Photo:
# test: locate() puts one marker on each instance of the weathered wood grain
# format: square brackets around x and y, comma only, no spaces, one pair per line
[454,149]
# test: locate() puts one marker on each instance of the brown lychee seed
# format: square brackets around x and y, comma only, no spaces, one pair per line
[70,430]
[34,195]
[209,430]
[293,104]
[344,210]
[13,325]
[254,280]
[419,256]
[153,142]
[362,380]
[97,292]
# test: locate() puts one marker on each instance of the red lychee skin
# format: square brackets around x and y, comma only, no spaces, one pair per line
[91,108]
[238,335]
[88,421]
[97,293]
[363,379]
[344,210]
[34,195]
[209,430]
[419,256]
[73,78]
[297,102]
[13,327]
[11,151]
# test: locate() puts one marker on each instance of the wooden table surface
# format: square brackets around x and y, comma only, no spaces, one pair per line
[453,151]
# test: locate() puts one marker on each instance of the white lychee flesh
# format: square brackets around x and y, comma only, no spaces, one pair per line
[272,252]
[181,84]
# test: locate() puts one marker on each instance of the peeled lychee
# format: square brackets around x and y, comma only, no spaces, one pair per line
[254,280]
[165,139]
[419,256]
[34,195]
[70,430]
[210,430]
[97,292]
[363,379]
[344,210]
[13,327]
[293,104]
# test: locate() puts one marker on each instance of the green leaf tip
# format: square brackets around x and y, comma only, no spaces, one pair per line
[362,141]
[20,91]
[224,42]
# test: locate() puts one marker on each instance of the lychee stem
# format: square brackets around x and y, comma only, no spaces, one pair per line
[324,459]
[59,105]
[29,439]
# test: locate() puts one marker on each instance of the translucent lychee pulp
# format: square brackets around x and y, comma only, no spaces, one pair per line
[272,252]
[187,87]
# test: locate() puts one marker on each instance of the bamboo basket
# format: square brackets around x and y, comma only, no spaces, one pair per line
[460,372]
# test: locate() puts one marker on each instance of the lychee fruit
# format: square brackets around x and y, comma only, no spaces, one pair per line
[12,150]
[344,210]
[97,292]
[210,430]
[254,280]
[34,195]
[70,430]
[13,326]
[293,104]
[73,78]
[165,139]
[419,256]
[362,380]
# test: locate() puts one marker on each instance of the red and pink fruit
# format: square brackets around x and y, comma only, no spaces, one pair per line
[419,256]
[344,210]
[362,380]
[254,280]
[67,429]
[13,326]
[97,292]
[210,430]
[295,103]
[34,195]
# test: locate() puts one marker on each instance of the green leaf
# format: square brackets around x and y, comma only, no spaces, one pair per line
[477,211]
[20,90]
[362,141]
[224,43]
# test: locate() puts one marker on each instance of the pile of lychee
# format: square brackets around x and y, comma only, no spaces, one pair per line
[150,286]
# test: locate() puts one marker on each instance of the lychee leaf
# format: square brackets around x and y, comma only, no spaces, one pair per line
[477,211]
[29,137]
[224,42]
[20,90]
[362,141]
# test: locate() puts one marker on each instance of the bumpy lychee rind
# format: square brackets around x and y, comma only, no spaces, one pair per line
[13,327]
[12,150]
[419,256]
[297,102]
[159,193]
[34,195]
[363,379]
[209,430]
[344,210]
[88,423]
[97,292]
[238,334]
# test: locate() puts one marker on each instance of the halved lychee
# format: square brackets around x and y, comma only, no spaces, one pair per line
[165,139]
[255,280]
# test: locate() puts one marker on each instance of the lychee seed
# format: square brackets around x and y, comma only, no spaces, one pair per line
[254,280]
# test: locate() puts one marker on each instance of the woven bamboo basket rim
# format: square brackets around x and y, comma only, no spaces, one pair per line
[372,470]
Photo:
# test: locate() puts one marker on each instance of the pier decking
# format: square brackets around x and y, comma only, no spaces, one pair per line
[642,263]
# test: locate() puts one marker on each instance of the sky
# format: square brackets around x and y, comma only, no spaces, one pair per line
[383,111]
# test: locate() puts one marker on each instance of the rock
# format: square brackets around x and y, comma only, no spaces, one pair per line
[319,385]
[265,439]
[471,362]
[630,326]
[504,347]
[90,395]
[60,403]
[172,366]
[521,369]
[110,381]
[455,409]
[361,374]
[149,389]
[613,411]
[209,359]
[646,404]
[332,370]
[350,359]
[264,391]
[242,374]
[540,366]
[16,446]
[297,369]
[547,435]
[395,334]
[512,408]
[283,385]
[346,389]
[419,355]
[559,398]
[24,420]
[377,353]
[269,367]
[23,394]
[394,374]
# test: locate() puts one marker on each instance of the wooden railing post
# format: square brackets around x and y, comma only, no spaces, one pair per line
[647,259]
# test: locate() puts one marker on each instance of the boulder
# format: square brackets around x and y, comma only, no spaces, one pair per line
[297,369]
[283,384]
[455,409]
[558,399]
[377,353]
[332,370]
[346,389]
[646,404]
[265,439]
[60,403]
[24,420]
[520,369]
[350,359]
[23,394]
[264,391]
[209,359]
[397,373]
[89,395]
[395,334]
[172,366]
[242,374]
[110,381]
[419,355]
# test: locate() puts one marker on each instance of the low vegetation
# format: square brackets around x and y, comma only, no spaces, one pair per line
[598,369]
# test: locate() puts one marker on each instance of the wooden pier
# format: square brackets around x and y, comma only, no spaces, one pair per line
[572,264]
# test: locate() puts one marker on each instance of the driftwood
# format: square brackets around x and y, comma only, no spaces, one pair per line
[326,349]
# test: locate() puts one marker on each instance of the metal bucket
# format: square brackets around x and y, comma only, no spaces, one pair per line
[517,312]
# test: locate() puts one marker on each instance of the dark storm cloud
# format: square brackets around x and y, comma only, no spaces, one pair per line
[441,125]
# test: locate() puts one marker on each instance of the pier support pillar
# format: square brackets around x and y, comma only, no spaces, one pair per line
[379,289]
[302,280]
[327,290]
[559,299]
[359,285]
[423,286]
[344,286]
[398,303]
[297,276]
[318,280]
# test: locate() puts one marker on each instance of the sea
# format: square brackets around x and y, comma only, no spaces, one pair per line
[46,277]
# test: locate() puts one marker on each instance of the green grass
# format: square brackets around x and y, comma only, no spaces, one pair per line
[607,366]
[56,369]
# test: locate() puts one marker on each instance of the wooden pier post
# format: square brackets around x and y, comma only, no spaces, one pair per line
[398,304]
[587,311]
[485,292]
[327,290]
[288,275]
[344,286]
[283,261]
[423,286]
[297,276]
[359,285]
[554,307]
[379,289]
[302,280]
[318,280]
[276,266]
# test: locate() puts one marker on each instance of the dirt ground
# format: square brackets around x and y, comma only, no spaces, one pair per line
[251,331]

···

WHAT THE TASK ASKS: Across the whole listing above, find every line with the string "pier" and copy it.

SOLUTION TO THE PROBLEM:
# test: locate() puts one marker on each instance of the pier decking
# test: locate() puts one marker on each instance of the wooden pier
# test: locate() puts one marker on each instance of the pier support pillar
# test: locate() puts one marker on each instance of the wooden pier post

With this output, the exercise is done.